Exercise 1:
Say whether each statement agrees with the extract, answering yes or no and quoting the deciding words: (a) the spaceship in Rule B0157/S01 has period 4 and velocity c/2; (b) in Rule B0157A/S01 the 5-star oscillator keeps the same period as in the previous rule; (c) the spaceship in Rule B01357/S01 is made of 7 cells.
Exercise 2:
Rewrite the extract between "### Rule B01357/S01" and "puffers or rakes.", inclusive, swapping "spaceship" for "glider".

[[ Extract open ]]

Below are some results of my small exploration of such rules. I used brute-force search in the rule space, searching for the rules that do not grow exponentially fast, but produce patterns away from the original random seed.

## Rules with spaceships

### Rule B0157/S01

The rule is stable, random initial patterns evolves into spaceships and few very rare oscillators. This is the first rule where I discovered a spaceship. The spaceship has 7 cells in one of its configuration. It has period 4 and velocity c/2.

The spaceship virtually the only common pattern in this rule, but there are some rare oscillators too. One of them is 5-star:

### Rule B0157A/S01

This rule is very similar to the previous. The same spaceship is present, but the 5-star oscillator has different period

### Rule B01357/S01

This rule has a slightly different spaceship, made of 5 cells. Also, this rule is on the "explosive" side of the "edge of chaos". Though most small patterns are not growing infinitely, most big random patterns show gradual population growth. I has not identified a smallest pattern, that causes this behavior, probably, there are some natural replicators, puffers or rakes.

5-star is stable in this rule, but there are different oscillators.

[[ Extract closed ]]
[[ Data excerpts open ]]

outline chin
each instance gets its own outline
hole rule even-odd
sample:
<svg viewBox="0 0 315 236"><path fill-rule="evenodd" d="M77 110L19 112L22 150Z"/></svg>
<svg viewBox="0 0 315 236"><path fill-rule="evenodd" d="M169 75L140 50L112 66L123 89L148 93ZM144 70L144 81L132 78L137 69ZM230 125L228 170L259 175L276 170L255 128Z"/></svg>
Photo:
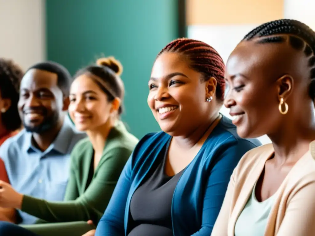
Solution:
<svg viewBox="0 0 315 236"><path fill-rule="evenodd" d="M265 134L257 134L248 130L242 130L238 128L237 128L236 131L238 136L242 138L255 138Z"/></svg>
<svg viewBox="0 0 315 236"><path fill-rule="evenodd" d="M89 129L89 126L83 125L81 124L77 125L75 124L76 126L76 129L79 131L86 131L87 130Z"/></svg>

[[ Data excerpts closed ]]
[[ Data excerpts open ]]

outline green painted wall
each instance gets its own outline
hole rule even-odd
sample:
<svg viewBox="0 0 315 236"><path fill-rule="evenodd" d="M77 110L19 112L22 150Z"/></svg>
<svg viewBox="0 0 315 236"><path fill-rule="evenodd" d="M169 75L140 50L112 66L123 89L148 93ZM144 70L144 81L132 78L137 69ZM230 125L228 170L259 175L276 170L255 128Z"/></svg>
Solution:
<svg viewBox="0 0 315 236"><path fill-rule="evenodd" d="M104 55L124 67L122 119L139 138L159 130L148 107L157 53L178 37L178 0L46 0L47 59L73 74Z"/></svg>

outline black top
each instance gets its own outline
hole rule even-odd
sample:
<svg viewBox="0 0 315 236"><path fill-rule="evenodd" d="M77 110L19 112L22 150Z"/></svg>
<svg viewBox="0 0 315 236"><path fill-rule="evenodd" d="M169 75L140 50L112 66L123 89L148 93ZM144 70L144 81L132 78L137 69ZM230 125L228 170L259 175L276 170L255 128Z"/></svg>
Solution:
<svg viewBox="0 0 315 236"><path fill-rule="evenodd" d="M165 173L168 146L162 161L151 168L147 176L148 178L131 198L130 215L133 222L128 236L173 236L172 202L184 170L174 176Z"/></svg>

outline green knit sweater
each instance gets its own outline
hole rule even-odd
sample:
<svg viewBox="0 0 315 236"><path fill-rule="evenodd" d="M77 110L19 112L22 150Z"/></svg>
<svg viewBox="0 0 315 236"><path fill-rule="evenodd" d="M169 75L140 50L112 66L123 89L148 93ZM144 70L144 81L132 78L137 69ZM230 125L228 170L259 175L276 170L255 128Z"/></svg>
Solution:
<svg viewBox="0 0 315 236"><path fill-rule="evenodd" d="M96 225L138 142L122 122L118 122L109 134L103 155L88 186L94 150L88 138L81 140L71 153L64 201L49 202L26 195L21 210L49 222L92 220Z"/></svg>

[[ Data excerpts closed ]]
[[ Data excerpts open ]]

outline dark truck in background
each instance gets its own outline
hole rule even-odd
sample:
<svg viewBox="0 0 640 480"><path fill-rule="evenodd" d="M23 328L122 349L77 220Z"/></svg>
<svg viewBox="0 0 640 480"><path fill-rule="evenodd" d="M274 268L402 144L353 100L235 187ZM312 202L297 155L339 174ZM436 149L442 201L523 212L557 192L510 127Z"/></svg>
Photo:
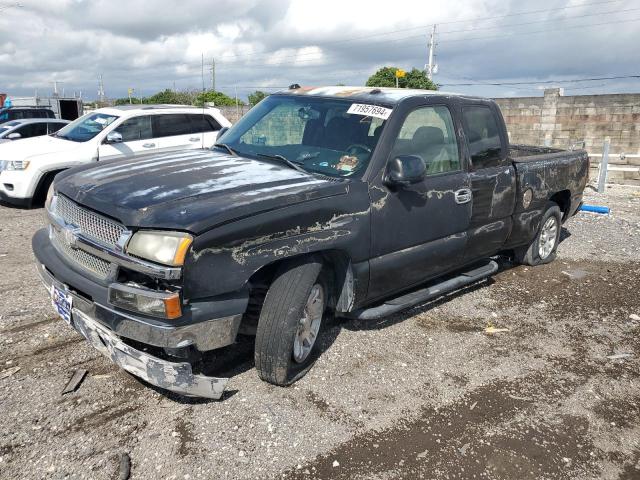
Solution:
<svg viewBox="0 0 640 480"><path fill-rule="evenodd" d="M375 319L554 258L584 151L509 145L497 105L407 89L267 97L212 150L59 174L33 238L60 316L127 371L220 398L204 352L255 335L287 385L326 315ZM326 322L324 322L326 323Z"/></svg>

[[ Data excerpts closed ]]

Your solution 1:
(a) Yes: "It has period 4 and velocity c/2."
(b) No: "The same spaceship is present, but the 5-star oscillator has different period"
(c) No: "This rule has a slightly different spaceship, made of 5 cells."

Your solution 2:
### Rule B01357/S01

This rule has a slightly different glider, made of 5 cells. Also, this rule is on the "explosive" side of the "edge of chaos". Though most small patterns are not growing infinitely, most big random patterns show gradual population growth. I has not identified a smallest pattern, that causes this behavior, probably, there are some natural replicators, puffers or rakes.